* _TASK STATEMENT_
Scan the lines below for "white" and copy the matches.

* _RECORDS FOR THIS EXERCISE_
BEGIN

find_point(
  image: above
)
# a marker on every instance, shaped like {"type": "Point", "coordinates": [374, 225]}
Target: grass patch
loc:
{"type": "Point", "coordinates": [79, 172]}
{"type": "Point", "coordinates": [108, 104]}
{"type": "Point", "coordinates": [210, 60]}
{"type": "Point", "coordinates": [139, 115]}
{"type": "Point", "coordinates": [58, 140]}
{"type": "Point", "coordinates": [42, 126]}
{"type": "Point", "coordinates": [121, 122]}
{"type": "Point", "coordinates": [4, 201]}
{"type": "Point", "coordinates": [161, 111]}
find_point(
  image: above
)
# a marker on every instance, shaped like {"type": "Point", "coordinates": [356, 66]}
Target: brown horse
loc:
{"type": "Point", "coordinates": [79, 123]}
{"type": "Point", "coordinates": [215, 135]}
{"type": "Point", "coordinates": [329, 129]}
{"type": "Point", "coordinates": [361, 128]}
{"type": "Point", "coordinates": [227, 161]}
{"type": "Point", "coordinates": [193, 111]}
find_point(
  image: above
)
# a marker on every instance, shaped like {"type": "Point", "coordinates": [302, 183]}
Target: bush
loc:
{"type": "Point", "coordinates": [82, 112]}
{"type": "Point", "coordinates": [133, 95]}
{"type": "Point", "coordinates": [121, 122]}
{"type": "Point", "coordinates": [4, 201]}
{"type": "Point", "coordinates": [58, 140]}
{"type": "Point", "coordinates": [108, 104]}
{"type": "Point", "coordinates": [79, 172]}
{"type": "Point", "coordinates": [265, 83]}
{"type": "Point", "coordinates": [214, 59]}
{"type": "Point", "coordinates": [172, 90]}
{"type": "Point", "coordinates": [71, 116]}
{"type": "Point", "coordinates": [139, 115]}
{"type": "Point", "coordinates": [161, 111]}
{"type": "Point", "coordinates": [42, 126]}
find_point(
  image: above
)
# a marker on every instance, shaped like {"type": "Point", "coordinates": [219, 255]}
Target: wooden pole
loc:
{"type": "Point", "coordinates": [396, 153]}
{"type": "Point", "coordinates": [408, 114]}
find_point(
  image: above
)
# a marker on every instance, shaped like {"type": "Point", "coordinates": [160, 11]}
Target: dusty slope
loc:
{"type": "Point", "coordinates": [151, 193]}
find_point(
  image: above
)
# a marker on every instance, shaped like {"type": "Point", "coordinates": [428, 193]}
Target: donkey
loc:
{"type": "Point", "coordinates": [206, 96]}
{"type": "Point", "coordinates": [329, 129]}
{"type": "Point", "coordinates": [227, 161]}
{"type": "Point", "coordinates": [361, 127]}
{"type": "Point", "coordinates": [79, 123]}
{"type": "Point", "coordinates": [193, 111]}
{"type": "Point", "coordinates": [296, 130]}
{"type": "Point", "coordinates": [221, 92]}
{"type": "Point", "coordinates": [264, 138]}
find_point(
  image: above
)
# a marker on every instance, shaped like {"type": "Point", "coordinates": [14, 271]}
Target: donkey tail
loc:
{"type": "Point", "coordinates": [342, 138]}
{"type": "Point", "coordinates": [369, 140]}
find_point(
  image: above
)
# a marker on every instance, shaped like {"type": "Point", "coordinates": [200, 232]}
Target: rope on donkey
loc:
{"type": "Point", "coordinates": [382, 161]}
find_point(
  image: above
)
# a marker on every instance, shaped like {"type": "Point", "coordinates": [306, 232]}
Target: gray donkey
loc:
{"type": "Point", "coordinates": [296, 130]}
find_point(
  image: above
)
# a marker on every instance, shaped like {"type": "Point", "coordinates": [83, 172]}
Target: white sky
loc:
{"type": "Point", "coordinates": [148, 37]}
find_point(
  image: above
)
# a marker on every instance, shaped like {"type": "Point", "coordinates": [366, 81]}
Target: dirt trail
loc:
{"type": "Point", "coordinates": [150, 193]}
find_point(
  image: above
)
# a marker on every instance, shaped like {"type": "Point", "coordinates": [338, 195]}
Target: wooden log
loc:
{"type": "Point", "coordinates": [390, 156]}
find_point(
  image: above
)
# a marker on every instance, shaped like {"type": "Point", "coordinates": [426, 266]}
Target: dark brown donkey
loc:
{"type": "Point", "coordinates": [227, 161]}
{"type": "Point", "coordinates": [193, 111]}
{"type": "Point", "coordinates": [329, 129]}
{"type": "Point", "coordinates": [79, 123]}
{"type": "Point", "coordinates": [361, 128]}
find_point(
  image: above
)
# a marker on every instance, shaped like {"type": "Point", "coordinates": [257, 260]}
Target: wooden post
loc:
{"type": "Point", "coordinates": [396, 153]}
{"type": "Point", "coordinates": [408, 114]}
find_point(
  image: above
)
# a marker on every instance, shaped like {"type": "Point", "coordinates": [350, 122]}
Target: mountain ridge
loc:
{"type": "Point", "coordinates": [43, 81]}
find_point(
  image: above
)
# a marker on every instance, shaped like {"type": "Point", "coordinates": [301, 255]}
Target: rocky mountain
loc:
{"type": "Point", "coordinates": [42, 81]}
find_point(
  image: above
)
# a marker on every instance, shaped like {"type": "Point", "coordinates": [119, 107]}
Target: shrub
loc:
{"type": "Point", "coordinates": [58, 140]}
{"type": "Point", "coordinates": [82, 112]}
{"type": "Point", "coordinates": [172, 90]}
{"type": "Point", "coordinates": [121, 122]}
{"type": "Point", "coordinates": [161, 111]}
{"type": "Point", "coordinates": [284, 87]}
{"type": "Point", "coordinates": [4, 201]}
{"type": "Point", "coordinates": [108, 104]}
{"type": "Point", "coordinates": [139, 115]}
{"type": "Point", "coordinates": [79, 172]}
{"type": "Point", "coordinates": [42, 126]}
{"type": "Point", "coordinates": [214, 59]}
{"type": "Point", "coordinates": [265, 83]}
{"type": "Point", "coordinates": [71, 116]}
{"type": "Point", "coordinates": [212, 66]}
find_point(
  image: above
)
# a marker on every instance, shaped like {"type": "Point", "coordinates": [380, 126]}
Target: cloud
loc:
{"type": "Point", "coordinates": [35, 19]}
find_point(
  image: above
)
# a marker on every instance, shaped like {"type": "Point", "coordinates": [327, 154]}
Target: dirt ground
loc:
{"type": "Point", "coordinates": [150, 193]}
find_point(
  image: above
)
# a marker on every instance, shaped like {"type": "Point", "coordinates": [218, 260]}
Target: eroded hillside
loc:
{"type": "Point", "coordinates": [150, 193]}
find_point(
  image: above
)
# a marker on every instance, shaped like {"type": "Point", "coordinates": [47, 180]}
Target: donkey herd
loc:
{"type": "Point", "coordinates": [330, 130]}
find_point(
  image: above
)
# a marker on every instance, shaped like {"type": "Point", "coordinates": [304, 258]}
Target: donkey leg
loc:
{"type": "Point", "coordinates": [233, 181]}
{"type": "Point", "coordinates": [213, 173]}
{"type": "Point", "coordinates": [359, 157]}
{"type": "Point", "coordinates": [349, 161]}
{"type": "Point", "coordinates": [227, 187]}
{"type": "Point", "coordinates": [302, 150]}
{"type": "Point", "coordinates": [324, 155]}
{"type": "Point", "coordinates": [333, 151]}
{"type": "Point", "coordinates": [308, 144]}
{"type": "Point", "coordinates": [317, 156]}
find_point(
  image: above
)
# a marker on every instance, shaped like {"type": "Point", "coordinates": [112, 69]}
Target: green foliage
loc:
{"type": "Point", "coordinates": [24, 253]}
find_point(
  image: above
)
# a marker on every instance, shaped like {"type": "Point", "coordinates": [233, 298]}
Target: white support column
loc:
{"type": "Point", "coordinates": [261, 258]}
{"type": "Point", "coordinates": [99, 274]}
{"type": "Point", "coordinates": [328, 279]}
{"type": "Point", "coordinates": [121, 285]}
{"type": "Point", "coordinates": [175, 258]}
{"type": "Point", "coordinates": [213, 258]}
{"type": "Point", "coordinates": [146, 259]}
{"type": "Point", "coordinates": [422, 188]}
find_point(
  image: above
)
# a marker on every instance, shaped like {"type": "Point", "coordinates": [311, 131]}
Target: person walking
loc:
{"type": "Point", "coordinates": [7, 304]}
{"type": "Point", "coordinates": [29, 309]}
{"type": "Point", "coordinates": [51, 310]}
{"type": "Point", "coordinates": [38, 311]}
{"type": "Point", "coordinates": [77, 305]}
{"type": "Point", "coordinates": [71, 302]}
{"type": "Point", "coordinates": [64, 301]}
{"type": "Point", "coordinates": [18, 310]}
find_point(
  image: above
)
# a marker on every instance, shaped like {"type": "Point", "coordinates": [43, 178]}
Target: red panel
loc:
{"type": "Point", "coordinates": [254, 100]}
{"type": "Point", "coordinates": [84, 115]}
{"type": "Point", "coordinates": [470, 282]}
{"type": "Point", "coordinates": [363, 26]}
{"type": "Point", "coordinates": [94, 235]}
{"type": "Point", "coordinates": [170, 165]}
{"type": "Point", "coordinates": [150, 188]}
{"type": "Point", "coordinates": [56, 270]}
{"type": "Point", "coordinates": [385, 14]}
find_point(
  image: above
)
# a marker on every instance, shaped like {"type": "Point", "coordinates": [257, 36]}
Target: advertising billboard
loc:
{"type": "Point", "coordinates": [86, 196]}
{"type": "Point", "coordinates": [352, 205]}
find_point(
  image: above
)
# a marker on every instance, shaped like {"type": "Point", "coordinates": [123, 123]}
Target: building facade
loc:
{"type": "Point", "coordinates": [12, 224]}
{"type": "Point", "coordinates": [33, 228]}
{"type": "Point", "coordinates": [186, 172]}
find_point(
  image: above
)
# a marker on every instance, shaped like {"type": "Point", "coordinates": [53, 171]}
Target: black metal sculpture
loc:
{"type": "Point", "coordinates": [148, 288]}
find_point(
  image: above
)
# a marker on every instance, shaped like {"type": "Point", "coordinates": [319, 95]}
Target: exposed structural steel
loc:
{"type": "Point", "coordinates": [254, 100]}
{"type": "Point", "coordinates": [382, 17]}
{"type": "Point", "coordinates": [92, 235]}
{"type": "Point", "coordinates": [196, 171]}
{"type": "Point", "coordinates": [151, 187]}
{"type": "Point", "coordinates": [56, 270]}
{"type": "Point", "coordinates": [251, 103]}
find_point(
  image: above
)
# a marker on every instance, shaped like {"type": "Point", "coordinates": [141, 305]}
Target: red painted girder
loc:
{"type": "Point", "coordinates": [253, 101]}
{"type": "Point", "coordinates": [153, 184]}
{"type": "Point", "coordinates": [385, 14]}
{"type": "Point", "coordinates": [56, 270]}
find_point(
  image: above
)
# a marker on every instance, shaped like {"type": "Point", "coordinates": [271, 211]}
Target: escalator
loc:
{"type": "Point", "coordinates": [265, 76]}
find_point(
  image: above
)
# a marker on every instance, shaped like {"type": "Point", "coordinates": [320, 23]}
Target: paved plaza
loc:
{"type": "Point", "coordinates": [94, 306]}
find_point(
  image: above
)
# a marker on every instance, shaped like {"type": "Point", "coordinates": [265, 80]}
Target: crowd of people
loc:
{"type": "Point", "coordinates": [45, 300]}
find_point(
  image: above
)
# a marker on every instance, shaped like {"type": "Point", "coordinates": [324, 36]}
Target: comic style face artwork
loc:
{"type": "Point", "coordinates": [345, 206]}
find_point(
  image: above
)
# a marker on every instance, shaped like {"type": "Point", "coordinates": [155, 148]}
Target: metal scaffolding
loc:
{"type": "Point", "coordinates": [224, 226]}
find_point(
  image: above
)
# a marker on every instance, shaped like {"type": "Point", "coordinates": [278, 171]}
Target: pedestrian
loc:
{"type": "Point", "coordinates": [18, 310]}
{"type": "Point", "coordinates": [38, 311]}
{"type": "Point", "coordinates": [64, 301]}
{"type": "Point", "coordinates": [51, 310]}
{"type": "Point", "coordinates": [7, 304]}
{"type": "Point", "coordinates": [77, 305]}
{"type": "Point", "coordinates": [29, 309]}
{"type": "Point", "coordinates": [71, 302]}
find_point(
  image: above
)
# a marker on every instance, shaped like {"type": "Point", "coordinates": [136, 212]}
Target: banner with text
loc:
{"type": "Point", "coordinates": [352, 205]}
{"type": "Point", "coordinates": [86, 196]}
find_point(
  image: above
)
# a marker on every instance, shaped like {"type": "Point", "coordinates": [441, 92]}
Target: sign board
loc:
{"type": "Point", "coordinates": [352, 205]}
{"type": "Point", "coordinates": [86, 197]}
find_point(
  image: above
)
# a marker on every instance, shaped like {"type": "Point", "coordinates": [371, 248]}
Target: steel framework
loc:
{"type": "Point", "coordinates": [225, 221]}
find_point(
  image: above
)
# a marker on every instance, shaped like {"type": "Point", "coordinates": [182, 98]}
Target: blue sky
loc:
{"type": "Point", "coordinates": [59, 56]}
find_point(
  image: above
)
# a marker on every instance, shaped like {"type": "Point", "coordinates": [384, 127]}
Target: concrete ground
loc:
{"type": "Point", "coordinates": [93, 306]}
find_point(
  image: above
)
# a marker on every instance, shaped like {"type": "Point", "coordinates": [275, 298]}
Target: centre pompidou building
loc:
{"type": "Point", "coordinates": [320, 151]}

END

* _OUTPUT BELOW_
Target: white sky
Target: white support column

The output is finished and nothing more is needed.